■ **GIVEN INFORMATION**:
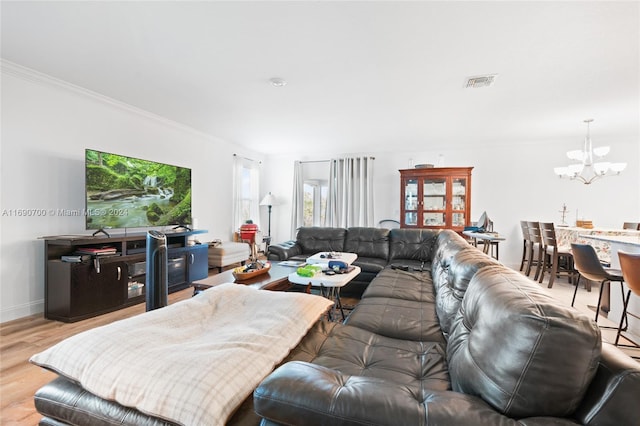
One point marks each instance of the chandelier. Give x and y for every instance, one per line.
x=585, y=169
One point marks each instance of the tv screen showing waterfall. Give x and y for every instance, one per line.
x=126, y=192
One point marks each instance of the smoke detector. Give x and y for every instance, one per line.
x=479, y=81
x=277, y=82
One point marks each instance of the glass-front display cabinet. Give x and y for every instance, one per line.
x=435, y=198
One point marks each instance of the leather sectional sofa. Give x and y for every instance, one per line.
x=455, y=339
x=443, y=335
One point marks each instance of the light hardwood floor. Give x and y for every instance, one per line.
x=24, y=337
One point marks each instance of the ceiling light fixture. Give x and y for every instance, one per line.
x=585, y=170
x=278, y=82
x=480, y=81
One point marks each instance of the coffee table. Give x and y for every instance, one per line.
x=329, y=285
x=275, y=279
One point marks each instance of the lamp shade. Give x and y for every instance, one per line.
x=268, y=200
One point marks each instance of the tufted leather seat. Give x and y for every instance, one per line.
x=467, y=342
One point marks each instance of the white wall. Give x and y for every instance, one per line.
x=46, y=125
x=511, y=182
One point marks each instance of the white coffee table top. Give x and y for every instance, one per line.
x=324, y=280
x=324, y=257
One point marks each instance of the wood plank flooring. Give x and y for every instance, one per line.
x=24, y=337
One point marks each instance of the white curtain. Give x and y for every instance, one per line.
x=246, y=190
x=297, y=213
x=350, y=199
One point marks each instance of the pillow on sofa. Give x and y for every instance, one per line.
x=518, y=349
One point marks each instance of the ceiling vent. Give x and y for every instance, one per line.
x=480, y=81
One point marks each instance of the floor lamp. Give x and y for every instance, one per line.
x=269, y=200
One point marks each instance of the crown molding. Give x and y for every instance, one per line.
x=33, y=76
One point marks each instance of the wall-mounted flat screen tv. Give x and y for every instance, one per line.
x=126, y=192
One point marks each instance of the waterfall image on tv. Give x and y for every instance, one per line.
x=125, y=192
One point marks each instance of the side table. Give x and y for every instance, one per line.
x=329, y=285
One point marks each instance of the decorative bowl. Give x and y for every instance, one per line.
x=241, y=274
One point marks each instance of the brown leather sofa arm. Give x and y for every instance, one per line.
x=324, y=396
x=284, y=251
x=612, y=397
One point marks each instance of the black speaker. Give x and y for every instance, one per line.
x=157, y=282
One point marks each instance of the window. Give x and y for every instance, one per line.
x=246, y=190
x=315, y=202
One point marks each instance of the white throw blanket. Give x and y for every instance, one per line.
x=192, y=362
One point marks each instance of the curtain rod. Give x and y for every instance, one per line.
x=247, y=158
x=326, y=161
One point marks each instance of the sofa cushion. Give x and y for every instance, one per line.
x=316, y=239
x=397, y=318
x=370, y=264
x=399, y=284
x=357, y=352
x=448, y=243
x=368, y=242
x=462, y=267
x=514, y=346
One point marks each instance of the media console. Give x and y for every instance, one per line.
x=101, y=283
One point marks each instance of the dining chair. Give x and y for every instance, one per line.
x=631, y=225
x=588, y=266
x=525, y=243
x=556, y=259
x=535, y=248
x=630, y=266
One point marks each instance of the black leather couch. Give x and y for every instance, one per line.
x=376, y=249
x=461, y=340
x=455, y=339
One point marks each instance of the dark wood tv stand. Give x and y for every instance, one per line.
x=76, y=291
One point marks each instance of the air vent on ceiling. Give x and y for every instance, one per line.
x=480, y=81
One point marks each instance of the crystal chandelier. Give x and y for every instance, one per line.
x=585, y=170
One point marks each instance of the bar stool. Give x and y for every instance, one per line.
x=554, y=254
x=630, y=265
x=588, y=265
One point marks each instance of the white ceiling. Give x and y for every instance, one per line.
x=362, y=76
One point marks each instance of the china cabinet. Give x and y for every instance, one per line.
x=435, y=198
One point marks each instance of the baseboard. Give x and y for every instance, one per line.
x=21, y=311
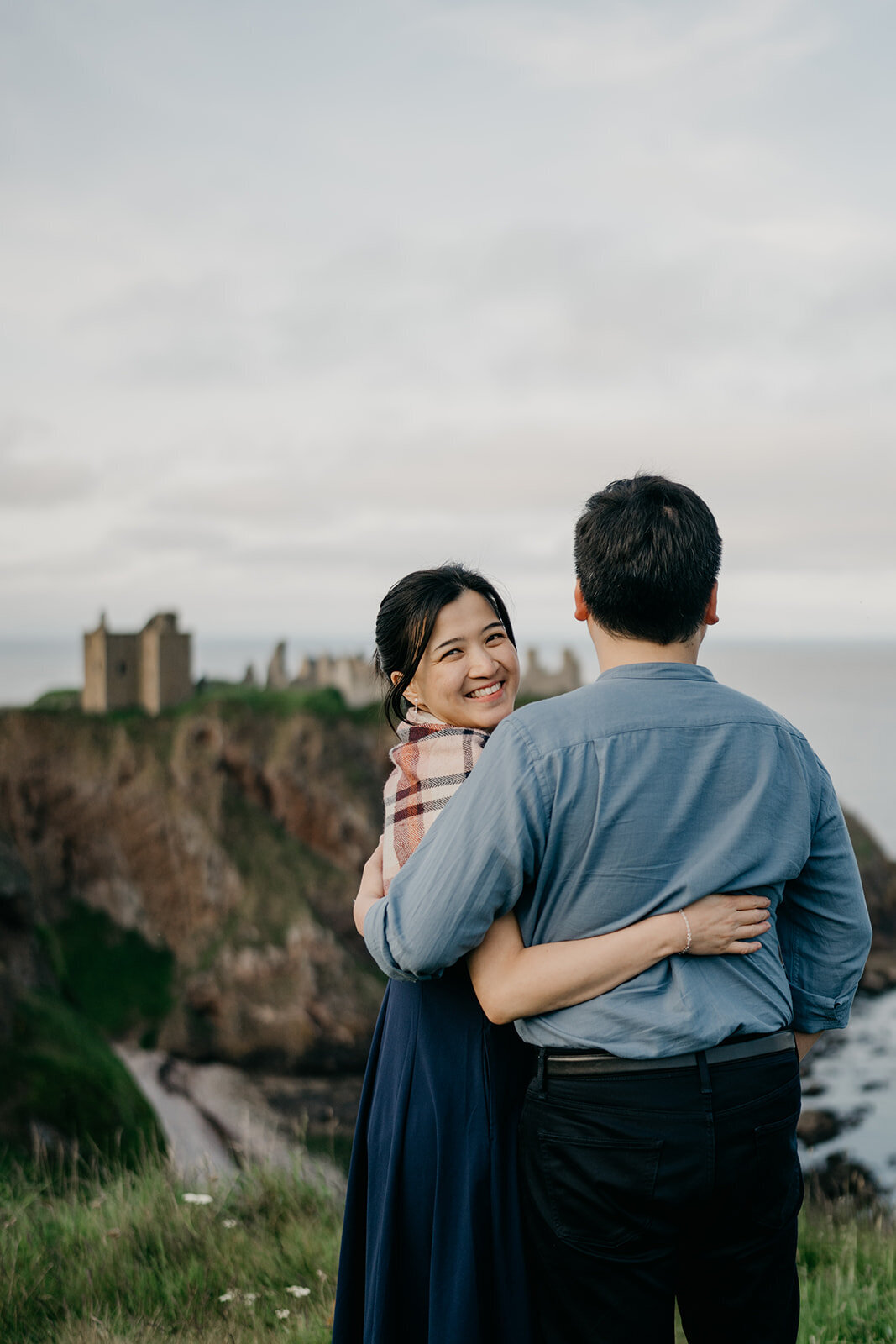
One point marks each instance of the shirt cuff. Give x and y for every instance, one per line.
x=819, y=1012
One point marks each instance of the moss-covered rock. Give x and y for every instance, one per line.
x=63, y=1084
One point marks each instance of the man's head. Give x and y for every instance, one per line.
x=647, y=557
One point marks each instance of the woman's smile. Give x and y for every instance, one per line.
x=469, y=674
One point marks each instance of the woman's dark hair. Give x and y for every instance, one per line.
x=647, y=555
x=407, y=616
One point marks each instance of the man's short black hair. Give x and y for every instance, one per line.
x=647, y=555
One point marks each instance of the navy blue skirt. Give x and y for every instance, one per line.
x=432, y=1242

■ **SHORT PROBLEM**: Quote all of the data above word for word, leaving the pictures out.

■ **RESPONSE FOR THIS EXERCISE**:
One point marks each instance of the chandelier. Give x and y for every instance, one per line.
x=585, y=169
One point marks each instance of the tv screen showing waterfall. Give x and y for every instance, one per line.
x=126, y=192
One point marks each instance of the smoke detector. Give x and y for every instance, one per line.
x=479, y=81
x=277, y=82
One point marks each instance of the glass-front display cabinet. Give x and y for every instance, one per line.
x=435, y=198
One point marks each instance of the leather sectional sofa. Give x and y for every instance, one per line.
x=455, y=339
x=443, y=335
One point marks each instance of the light hardwood floor. Give x and y for every instance, one per line.
x=24, y=337
One point marks each instance of the ceiling light fixture. Give x and y for every instance, one per line.
x=585, y=170
x=278, y=82
x=480, y=81
One point marks each instance of the coffee table. Give x and y for every instance, one per line.
x=329, y=285
x=275, y=279
One point marks each instance of the lamp shade. Give x and y for every instance, one per line.
x=268, y=200
One point marks each instance of the tufted leather seat. Give x and y for every instance, one per line.
x=467, y=342
One point marks each instance of the white wall. Give x and y for every instance, one per line.
x=46, y=125
x=511, y=182
One point marks each instance of the white coffee table top. Give x and y for every instance, one per line.
x=324, y=280
x=324, y=257
One point marks each instance of the wood plank flooring. Give x and y for every instance, one per line.
x=24, y=337
One point marks each instance of the white curtain. Give x and y for every instance, one per line.
x=246, y=190
x=297, y=213
x=350, y=199
One point marks each instance of the pillow on sofa. Give x and y for every instance, one per line.
x=518, y=349
One point marks each instance of the ceiling vent. Give x and y for every instance, one per line.
x=480, y=81
One point marks each instance of the floor lamp. Give x and y for every instance, one per line.
x=269, y=200
One point marks each instance of the crown molding. Give x and y for every instance, one per line.
x=33, y=76
One point marks each instance of the wall-mounted flat screen tv. Give x and y for every instance, one per line.
x=126, y=192
One point marks each instance of the waterfall image on tv. Give x and y for every instance, one per line.
x=125, y=192
One point marks each instance of the side table. Give x and y for every instance, one per line.
x=329, y=285
One point marks each instance of the decorative bowl. Give x and y for every instance, one per line.
x=241, y=274
One point marks each instance of the brown leather sofa arm. Give x and y for every instance, one per line.
x=324, y=396
x=284, y=251
x=612, y=397
One point marks each instance of the black speaker. Give x and y for every instance, one per line.
x=157, y=282
One point marks each instance of the window. Give x and y for every instance, one per line.
x=246, y=190
x=315, y=202
One point marks each instance of the white throw blanket. Give x and y for every instance, one per line.
x=192, y=362
One point marks each instance of the curtain rod. Give x and y for every instance, one per line.
x=247, y=158
x=326, y=161
One point marks each instance of the sofa cushion. Give x and y for every instance, one per line.
x=316, y=239
x=397, y=318
x=370, y=264
x=399, y=284
x=357, y=352
x=448, y=243
x=368, y=242
x=462, y=267
x=514, y=346
One point marks each instance of the media console. Give x and y for every instance, one per line.
x=101, y=283
One point marks each instance of the dining chair. Give x and y for every instance, one per line.
x=631, y=225
x=588, y=266
x=525, y=243
x=556, y=259
x=535, y=248
x=630, y=266
One point marks each instance of the black leather couch. Give x and y for every instance, one per line.
x=376, y=249
x=461, y=340
x=455, y=339
One point marks each instance of the dark wood tv stand. Give x and y for every instance, one per line.
x=76, y=291
One point marks each instance of the air vent on ceiling. Give x and y for every instance, one per line.
x=480, y=81
One point marks each instance of the crystal chandelier. Give x and y for every instance, one per line.
x=585, y=170
One point marks each instance of the bar stool. Give x and y for every instance, one per line.
x=554, y=254
x=630, y=265
x=588, y=265
One point marks each instance of the white ceiling. Give x and y for every instance, one per line.
x=362, y=76
One point marks each instance of the china cabinet. Give x and y for every instance, one per line.
x=435, y=198
One point marks each instance of the baseboard. Give x and y for every instance, one per line.
x=21, y=311
One point marks each instance of the shirt cuff. Give x and y for every instance, one per line.
x=819, y=1012
One point marks each instance of the moss-covered rock. Give x and y for every instance, one per line.
x=63, y=1084
One point marks each instance of the man's head. Give x and y for every instance, one per line.
x=647, y=557
One point marks each instance of the woman's smile. Give x and y for every instance, one per line.
x=469, y=674
One point marks each instance of the woman's dark hair. Give x and y for every instance, one per line.
x=647, y=555
x=407, y=616
One point marks each instance of the man's short black hair. Give x and y for every instance, one per line.
x=647, y=555
One point marks each instance of the navy blue skirt. Give x and y for every instance, one per line.
x=432, y=1242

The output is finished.